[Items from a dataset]
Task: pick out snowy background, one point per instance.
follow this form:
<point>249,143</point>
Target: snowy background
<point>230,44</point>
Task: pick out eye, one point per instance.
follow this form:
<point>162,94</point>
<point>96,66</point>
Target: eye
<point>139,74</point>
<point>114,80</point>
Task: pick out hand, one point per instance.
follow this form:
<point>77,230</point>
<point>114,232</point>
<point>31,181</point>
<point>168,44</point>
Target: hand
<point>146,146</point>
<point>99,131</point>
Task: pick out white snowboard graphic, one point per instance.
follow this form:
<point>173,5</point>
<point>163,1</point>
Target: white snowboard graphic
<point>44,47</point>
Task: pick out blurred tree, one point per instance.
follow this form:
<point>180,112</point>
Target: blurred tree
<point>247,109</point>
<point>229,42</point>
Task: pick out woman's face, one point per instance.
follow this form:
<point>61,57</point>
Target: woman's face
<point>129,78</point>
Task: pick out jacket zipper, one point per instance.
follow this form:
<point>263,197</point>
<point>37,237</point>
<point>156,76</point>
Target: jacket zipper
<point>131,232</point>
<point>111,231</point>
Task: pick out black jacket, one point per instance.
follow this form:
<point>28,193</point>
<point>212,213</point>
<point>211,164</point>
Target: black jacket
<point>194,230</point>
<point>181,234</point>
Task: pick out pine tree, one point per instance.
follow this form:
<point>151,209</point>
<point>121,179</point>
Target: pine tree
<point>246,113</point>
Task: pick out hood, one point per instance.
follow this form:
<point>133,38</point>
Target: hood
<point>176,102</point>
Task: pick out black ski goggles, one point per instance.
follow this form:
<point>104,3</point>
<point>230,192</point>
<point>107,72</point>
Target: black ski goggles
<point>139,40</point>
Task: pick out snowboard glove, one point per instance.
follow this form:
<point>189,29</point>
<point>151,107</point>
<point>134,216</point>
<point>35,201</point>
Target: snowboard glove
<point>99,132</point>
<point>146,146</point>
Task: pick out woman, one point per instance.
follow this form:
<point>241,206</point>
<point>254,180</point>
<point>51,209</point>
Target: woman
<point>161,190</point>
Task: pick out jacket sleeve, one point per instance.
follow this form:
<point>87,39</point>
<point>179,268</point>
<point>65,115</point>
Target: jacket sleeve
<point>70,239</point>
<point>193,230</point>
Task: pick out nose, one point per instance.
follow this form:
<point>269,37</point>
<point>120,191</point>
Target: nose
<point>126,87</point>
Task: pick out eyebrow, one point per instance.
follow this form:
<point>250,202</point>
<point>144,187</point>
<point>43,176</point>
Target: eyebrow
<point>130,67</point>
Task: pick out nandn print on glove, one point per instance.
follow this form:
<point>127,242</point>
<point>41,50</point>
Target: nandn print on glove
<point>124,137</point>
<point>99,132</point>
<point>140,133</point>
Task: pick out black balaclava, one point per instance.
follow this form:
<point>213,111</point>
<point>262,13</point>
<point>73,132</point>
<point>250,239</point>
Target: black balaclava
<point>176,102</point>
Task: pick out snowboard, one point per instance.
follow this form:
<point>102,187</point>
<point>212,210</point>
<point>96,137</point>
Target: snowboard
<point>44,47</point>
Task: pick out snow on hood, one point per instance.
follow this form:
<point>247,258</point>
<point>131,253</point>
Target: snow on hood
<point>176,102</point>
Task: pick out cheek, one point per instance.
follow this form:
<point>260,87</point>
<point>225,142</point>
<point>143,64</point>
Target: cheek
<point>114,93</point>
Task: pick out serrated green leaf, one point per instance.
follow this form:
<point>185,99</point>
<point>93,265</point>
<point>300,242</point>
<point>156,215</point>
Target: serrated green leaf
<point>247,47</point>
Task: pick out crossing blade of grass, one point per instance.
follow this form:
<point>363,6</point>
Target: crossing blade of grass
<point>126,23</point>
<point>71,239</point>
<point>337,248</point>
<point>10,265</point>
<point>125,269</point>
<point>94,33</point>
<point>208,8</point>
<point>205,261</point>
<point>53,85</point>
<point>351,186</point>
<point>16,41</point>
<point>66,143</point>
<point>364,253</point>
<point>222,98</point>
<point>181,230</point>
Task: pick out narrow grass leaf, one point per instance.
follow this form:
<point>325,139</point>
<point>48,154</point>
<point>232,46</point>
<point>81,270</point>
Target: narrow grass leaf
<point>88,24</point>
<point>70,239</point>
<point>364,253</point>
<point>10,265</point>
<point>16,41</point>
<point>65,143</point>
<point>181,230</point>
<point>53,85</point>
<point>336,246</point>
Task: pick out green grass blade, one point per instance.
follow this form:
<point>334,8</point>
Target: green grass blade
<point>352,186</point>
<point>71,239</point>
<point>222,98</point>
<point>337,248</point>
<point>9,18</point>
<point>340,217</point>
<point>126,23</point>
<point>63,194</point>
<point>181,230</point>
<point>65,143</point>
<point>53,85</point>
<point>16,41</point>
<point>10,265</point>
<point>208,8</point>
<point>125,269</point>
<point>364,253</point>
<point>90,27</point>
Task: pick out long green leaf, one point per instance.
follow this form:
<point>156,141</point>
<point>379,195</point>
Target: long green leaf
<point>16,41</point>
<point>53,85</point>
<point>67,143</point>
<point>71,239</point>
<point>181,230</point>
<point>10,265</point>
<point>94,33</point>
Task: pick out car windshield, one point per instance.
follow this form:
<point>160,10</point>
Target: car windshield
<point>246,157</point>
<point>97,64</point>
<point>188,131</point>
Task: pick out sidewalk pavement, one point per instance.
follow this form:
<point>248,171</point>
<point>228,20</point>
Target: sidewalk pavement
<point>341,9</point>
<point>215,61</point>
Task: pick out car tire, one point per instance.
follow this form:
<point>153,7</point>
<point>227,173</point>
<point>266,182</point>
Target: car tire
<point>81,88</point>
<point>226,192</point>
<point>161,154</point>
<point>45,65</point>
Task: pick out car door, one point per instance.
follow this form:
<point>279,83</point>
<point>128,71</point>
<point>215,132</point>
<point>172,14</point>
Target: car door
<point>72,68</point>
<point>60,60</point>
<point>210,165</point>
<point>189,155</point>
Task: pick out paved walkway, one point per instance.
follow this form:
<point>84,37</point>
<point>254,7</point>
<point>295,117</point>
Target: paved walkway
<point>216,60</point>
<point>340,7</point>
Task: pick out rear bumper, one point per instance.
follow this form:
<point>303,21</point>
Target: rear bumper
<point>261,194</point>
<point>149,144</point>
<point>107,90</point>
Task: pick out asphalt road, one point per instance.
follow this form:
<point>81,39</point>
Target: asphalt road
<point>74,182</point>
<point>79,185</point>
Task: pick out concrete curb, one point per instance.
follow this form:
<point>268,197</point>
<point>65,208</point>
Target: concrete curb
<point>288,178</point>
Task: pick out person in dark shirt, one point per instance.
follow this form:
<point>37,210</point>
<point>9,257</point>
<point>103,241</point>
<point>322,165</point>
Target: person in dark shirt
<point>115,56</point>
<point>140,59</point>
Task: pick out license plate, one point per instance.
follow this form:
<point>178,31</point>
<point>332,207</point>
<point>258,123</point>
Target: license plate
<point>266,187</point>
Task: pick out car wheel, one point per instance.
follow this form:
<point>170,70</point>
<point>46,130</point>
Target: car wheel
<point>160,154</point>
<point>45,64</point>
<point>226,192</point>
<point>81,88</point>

- _To do_
Repeat each of the entries exactly.

- _Answer section_
Task: pick out snowy background, one point per instance.
follow this form:
<point>249,143</point>
Target: snowy background
<point>230,44</point>
Task: pick out eye, one point per instance.
follow this form:
<point>162,94</point>
<point>96,66</point>
Target: eye
<point>139,74</point>
<point>114,80</point>
Task: pick out hand, one point per instance.
follow this form:
<point>77,230</point>
<point>114,232</point>
<point>31,181</point>
<point>168,44</point>
Target: hand
<point>146,146</point>
<point>99,131</point>
Task: pick out white snowboard graphic, one point per instance.
follow this form:
<point>173,5</point>
<point>163,1</point>
Target: white snowboard graphic
<point>44,47</point>
Task: pick out blurred tree, one point per instance.
follow this form:
<point>180,112</point>
Target: blurred tree
<point>247,109</point>
<point>229,42</point>
Task: pick out woman's face, one point per instance.
follow this form:
<point>61,57</point>
Target: woman's face
<point>129,78</point>
Task: pick out jacket zipper, one point per instance.
follow this form:
<point>263,197</point>
<point>37,237</point>
<point>156,76</point>
Target: jacket zipper
<point>131,232</point>
<point>111,231</point>
Task: pick out black jacket, one point per instance.
follow this form:
<point>28,193</point>
<point>212,213</point>
<point>211,164</point>
Target: black jacket
<point>194,230</point>
<point>181,234</point>
Task: pick out pine tree, one point per instance.
follow this form:
<point>151,209</point>
<point>121,179</point>
Target: pine tree
<point>246,113</point>
Task: pick out hood, one point per instance.
follow this form:
<point>133,38</point>
Target: hood
<point>176,102</point>
Task: pick out black ski goggles, one point per instance.
follow this form:
<point>104,3</point>
<point>230,192</point>
<point>107,72</point>
Target: black ski goggles
<point>139,40</point>
Task: pick out snowboard glove, one point per instance.
follow this form:
<point>189,29</point>
<point>151,107</point>
<point>134,216</point>
<point>35,201</point>
Target: snowboard glove
<point>99,132</point>
<point>146,146</point>
Task: pick out woman, one point per instance.
follow this form:
<point>241,206</point>
<point>254,180</point>
<point>51,209</point>
Target: woman
<point>161,190</point>
Task: pick out jacket sleeve, one point per instance.
follow this form:
<point>87,39</point>
<point>179,268</point>
<point>65,115</point>
Target: jacket sleeve
<point>70,239</point>
<point>193,230</point>
Task: pick out nose, one point per instance.
follow this form:
<point>269,37</point>
<point>120,191</point>
Target: nose
<point>126,87</point>
Task: pick out eyebrow, one point per instance.
follow this form:
<point>250,202</point>
<point>144,187</point>
<point>43,176</point>
Target: eyebrow
<point>130,67</point>
Task: pick out nandn print on glove, one point per instance.
follow this form:
<point>127,242</point>
<point>41,50</point>
Target: nandn print on glove
<point>124,137</point>
<point>99,132</point>
<point>140,133</point>
Task: pick out black balaclava, one point per instance.
follow this form:
<point>213,111</point>
<point>262,13</point>
<point>73,132</point>
<point>250,239</point>
Target: black balaclava
<point>176,102</point>
Task: pick out snowboard, one point per instance.
follow this form:
<point>102,187</point>
<point>212,210</point>
<point>96,137</point>
Target: snowboard
<point>44,47</point>
Task: pick out snow on hood, one point per instance.
follow this form:
<point>247,258</point>
<point>131,253</point>
Target: snow on hood
<point>176,102</point>
Task: pick out cheek, one point per instance.
follow this form:
<point>260,87</point>
<point>225,142</point>
<point>143,64</point>
Target: cheek
<point>114,93</point>
Task: pick out serrated green leaf, one point per instance.
follow this form:
<point>185,99</point>
<point>93,265</point>
<point>300,242</point>
<point>156,215</point>
Target: serrated green leaf
<point>247,47</point>
Task: pick out crossing blade of grass, one point per instance.
follow this form:
<point>363,6</point>
Target: crossing blade of grass
<point>126,23</point>
<point>71,239</point>
<point>337,248</point>
<point>10,265</point>
<point>125,269</point>
<point>94,33</point>
<point>208,8</point>
<point>205,261</point>
<point>53,85</point>
<point>351,186</point>
<point>16,41</point>
<point>66,143</point>
<point>364,253</point>
<point>222,98</point>
<point>181,230</point>
Task: pick out narrow grass leaf, one point per instance.
follow this form:
<point>325,139</point>
<point>48,154</point>
<point>232,46</point>
<point>81,270</point>
Target: narrow grass leaf
<point>88,24</point>
<point>70,239</point>
<point>364,253</point>
<point>10,265</point>
<point>16,41</point>
<point>65,143</point>
<point>181,230</point>
<point>53,85</point>
<point>336,246</point>
Task: pick out green grass blade, one point per instance.
follow this form:
<point>334,8</point>
Target: green grass blade
<point>352,186</point>
<point>71,239</point>
<point>222,98</point>
<point>337,248</point>
<point>9,18</point>
<point>340,217</point>
<point>126,23</point>
<point>63,194</point>
<point>181,230</point>
<point>65,143</point>
<point>53,85</point>
<point>16,41</point>
<point>10,265</point>
<point>208,8</point>
<point>125,269</point>
<point>364,253</point>
<point>90,27</point>
Task: pick out long green leaf, one point per instance.
follow this form:
<point>156,141</point>
<point>379,195</point>
Target: long green leaf
<point>16,41</point>
<point>53,85</point>
<point>67,143</point>
<point>71,239</point>
<point>181,230</point>
<point>10,265</point>
<point>94,33</point>
Task: pick out car windshield, one point per instance.
follow this form:
<point>160,10</point>
Target: car windshield
<point>246,157</point>
<point>97,64</point>
<point>188,131</point>
Task: pick out sidewalk pavement, one point per instance.
follow this form:
<point>248,171</point>
<point>228,20</point>
Target: sidewalk pavement
<point>341,9</point>
<point>215,61</point>
Task: pick out car tire, one point per instance.
follow this form:
<point>153,7</point>
<point>227,173</point>
<point>266,182</point>
Target: car tire
<point>81,88</point>
<point>226,192</point>
<point>161,154</point>
<point>45,65</point>
Task: pick out car door, one point per instance.
follow this form:
<point>279,83</point>
<point>128,71</point>
<point>215,132</point>
<point>172,14</point>
Target: car door
<point>72,68</point>
<point>60,60</point>
<point>210,165</point>
<point>189,155</point>
Task: pick out paved walkway, one point per instance.
follow this form:
<point>84,37</point>
<point>254,7</point>
<point>295,117</point>
Target: paved walkway
<point>216,60</point>
<point>340,7</point>
Task: pick out rear bumper, one point per instance.
follow this form:
<point>303,21</point>
Target: rear bumper
<point>261,194</point>
<point>149,144</point>
<point>107,90</point>
Task: pick out asphalt road, one point per instance.
follow this form:
<point>81,39</point>
Target: asphalt road
<point>74,182</point>
<point>79,185</point>
Task: pick out concrete curb, one point per instance.
follow this form:
<point>268,197</point>
<point>65,208</point>
Target: concrete curb
<point>288,178</point>
Task: pick out person in dark shirt, one point per instance.
follow this form:
<point>37,210</point>
<point>9,257</point>
<point>103,241</point>
<point>322,165</point>
Target: person in dark shirt
<point>115,56</point>
<point>140,59</point>
Task: pick out license plate, one point per instance.
follow this form:
<point>178,31</point>
<point>332,207</point>
<point>258,123</point>
Target: license plate
<point>266,187</point>
Task: pick out car wheel, one point per instance.
follow this form:
<point>170,70</point>
<point>46,130</point>
Target: car wheel
<point>160,154</point>
<point>45,64</point>
<point>226,192</point>
<point>81,88</point>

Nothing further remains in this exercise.